Challenge:
Rewrite the material from the line that has "Provide a point for each instance of the person standing" through the line that has "x=1125, y=689", replacing "shallow water" with "calm water" and keeping everything else the same.

Records from a point labeling set
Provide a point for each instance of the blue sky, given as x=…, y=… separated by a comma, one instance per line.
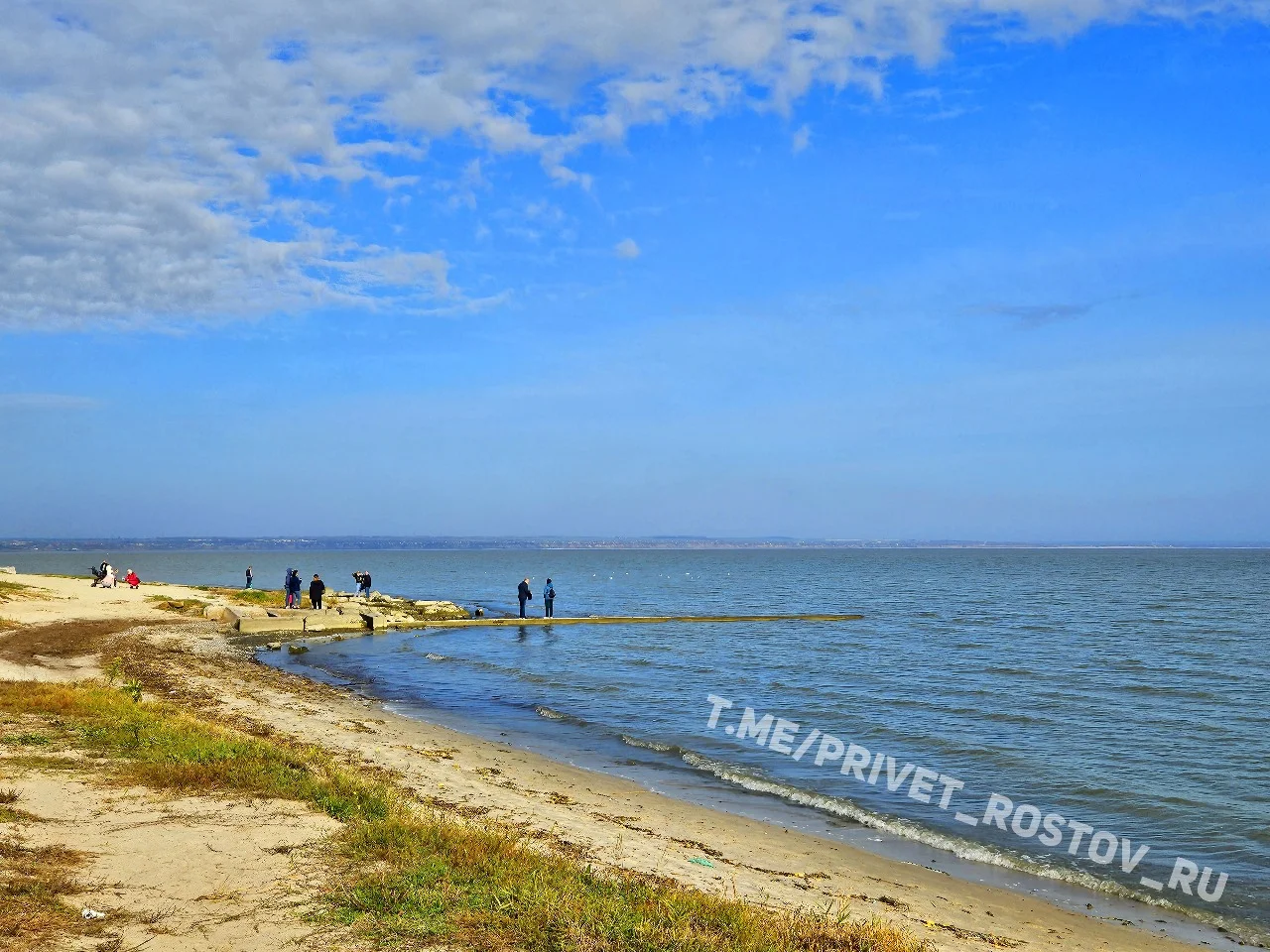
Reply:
x=1012, y=290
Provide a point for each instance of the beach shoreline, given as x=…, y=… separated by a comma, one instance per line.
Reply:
x=611, y=820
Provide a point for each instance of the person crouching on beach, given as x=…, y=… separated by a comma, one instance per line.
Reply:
x=524, y=594
x=317, y=588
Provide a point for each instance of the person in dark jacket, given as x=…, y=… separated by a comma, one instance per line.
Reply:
x=317, y=588
x=549, y=601
x=524, y=594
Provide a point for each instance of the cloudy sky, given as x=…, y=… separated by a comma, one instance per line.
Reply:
x=865, y=270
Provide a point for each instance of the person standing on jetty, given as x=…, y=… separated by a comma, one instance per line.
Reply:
x=549, y=601
x=524, y=594
x=317, y=589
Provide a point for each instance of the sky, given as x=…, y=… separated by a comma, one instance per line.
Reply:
x=912, y=271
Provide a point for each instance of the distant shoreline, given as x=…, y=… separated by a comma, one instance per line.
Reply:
x=476, y=543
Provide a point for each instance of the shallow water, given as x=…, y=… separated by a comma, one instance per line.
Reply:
x=1125, y=689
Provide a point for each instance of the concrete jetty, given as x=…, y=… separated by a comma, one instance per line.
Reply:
x=330, y=622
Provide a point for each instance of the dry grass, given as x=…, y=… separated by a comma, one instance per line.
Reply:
x=16, y=590
x=266, y=598
x=33, y=883
x=62, y=640
x=407, y=879
x=190, y=607
x=421, y=880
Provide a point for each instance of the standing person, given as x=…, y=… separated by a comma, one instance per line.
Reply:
x=524, y=594
x=549, y=601
x=316, y=590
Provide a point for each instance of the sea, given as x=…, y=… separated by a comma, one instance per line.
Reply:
x=1069, y=722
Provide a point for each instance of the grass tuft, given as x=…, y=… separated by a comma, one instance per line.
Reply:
x=14, y=590
x=181, y=606
x=405, y=879
x=32, y=885
x=266, y=598
x=427, y=879
x=163, y=748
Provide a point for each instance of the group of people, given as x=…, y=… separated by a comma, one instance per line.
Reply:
x=104, y=576
x=524, y=594
x=293, y=587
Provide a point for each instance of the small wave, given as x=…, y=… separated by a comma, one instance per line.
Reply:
x=906, y=829
x=652, y=746
x=553, y=715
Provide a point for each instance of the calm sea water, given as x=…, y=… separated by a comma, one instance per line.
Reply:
x=1128, y=689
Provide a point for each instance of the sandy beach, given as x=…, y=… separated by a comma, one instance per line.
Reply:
x=193, y=873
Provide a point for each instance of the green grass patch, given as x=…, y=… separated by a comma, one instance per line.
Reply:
x=13, y=590
x=266, y=598
x=420, y=880
x=405, y=879
x=33, y=914
x=163, y=748
x=181, y=606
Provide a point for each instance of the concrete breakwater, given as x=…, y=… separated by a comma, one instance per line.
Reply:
x=340, y=613
x=350, y=615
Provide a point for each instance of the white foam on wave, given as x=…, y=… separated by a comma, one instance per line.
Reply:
x=906, y=829
x=649, y=746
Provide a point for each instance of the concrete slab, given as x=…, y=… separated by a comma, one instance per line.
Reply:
x=254, y=626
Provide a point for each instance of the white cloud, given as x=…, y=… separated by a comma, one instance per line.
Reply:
x=627, y=249
x=45, y=402
x=143, y=139
x=802, y=139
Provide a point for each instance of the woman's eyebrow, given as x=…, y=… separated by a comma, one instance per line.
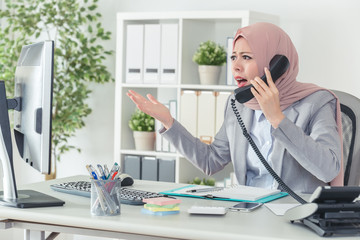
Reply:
x=234, y=52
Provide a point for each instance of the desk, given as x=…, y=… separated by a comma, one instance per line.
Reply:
x=75, y=218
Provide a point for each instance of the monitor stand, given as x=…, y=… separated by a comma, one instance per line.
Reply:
x=10, y=196
x=30, y=199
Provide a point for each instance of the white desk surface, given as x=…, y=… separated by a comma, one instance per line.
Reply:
x=260, y=224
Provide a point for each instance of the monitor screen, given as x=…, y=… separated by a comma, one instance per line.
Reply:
x=33, y=85
x=32, y=106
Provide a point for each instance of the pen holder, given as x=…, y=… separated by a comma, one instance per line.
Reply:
x=105, y=197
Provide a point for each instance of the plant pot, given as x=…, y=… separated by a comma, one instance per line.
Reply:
x=144, y=140
x=209, y=75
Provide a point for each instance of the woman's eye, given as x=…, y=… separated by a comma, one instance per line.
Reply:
x=246, y=57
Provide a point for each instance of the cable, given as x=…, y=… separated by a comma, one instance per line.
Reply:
x=261, y=157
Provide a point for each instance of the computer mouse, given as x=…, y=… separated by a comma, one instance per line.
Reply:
x=126, y=179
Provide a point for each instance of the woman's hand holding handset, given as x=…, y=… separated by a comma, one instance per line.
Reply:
x=268, y=99
x=152, y=107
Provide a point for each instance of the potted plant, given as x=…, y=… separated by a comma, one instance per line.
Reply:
x=143, y=127
x=210, y=57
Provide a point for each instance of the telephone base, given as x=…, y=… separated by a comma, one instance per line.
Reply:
x=340, y=225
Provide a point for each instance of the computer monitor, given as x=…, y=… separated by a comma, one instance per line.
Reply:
x=32, y=106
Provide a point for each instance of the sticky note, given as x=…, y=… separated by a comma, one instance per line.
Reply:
x=162, y=201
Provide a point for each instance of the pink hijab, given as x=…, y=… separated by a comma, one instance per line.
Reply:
x=266, y=40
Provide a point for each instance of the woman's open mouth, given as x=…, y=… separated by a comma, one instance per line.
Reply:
x=241, y=82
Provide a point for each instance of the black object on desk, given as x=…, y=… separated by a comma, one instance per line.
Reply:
x=127, y=195
x=332, y=210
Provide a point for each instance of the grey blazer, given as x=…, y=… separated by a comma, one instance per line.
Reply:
x=306, y=148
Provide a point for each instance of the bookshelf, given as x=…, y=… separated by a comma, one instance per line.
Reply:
x=193, y=27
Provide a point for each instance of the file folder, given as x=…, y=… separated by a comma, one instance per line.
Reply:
x=188, y=110
x=134, y=53
x=206, y=116
x=165, y=143
x=173, y=112
x=169, y=53
x=152, y=48
x=158, y=139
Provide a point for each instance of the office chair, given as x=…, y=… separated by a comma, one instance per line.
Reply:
x=350, y=118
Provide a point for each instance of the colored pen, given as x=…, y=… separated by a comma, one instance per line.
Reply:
x=102, y=173
x=113, y=169
x=205, y=189
x=106, y=171
x=94, y=172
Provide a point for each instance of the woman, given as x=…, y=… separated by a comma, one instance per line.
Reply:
x=296, y=126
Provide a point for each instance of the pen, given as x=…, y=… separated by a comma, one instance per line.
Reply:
x=205, y=189
x=113, y=169
x=90, y=170
x=102, y=173
x=106, y=171
x=93, y=172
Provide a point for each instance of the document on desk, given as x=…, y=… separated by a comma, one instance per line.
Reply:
x=233, y=193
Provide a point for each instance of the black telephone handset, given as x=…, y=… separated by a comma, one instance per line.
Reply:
x=278, y=66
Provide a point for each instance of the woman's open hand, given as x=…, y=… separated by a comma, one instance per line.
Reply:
x=152, y=107
x=268, y=99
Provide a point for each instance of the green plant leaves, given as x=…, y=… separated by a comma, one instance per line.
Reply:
x=142, y=122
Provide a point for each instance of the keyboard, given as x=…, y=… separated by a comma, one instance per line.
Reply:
x=83, y=188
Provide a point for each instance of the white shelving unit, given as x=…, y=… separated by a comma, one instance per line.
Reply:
x=194, y=27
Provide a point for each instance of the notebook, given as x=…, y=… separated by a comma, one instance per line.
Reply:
x=233, y=193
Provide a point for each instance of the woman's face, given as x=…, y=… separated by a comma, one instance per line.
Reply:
x=244, y=67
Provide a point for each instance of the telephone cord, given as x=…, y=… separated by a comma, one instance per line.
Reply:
x=261, y=157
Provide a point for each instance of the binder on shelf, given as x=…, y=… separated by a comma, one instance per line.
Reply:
x=173, y=112
x=134, y=53
x=169, y=53
x=158, y=139
x=221, y=98
x=166, y=170
x=189, y=110
x=132, y=166
x=152, y=48
x=229, y=77
x=206, y=116
x=149, y=168
x=165, y=143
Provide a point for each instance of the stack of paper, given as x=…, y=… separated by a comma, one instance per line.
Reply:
x=161, y=206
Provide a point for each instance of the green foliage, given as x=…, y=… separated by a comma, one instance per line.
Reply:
x=210, y=53
x=208, y=182
x=142, y=122
x=75, y=27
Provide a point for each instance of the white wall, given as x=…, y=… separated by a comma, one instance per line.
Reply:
x=325, y=32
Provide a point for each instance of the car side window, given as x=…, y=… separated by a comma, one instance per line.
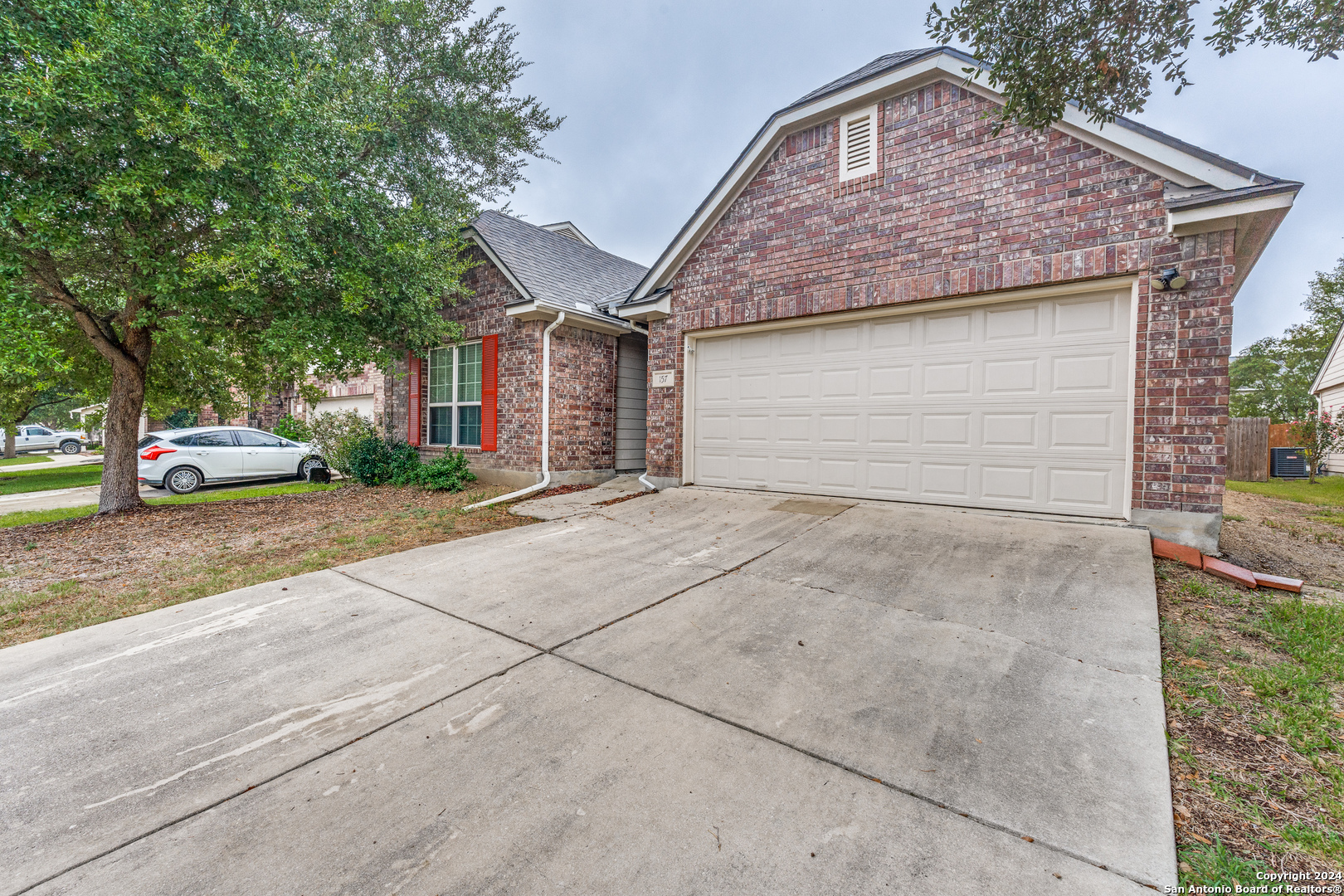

Exercise response:
Provide a point for each instance of the person standing on jetty, given as x=…, y=… separated by a comma, one instance per line.
Reply:
x=549, y=601
x=524, y=594
x=317, y=589
Provide a point for each instance of the sky, given as x=…, y=… separated by a comma, one instance per line.
Reply:
x=912, y=271
Provide a point for each instance of the distant shoreline, given as x=…, y=… separated by a comma, one instance per line.
Reply:
x=476, y=543
Provide a point for each instance of the calm water, given as x=…, y=… separated by a comma, one instance per line.
Reply:
x=1125, y=689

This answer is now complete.